Point annotation records
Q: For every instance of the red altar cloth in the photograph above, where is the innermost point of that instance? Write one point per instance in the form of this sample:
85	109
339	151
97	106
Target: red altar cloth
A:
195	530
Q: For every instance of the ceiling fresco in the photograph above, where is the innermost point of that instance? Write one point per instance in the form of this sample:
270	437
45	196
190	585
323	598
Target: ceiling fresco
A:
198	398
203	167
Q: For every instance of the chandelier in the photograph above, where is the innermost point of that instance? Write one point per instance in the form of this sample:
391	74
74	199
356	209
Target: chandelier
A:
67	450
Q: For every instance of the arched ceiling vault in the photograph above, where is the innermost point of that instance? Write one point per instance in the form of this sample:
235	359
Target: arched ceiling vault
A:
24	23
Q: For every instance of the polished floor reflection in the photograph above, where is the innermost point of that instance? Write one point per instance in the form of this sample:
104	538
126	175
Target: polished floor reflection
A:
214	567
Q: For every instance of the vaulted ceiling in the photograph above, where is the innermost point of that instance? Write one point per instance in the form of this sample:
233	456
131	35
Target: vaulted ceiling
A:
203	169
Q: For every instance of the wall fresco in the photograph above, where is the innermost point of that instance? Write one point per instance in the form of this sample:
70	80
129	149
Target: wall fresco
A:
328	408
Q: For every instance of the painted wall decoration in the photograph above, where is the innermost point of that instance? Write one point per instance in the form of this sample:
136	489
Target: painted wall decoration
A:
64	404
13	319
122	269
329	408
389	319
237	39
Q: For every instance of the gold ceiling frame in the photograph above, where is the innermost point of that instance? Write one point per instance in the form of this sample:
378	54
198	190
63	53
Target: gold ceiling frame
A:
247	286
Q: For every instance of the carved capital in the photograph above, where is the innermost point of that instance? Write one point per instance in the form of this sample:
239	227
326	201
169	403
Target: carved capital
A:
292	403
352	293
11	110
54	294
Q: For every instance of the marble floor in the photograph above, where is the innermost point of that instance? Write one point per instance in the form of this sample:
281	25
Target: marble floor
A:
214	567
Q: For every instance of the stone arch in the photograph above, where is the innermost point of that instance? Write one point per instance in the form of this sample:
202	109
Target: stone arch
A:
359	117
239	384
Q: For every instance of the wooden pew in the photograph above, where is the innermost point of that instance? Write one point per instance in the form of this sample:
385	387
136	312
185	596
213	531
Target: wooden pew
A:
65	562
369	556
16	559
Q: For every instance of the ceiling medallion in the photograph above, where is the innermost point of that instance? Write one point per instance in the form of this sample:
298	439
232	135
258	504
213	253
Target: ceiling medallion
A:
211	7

#### Description of the task
Quote the stretch of the data from the line containing "Q: For every instance of the wooden" through the final line, reproducing every line verbatim.

#### Solution to the problem
Q: For every instance of the wooden pew in the photograph above, where is the innermost point of that instance? Write one point per instance in the form of this sample:
385	387
136	312
185	596
213	531
Target: wooden pew
A:
65	562
369	556
16	559
Q: For every instance of the ceiling medallion in the photograph above, where is the innermost point of that instance? Write one point per instance in the form of this sample:
298	439
232	135
258	504
213	253
Target: ceiling medallion
A:
211	7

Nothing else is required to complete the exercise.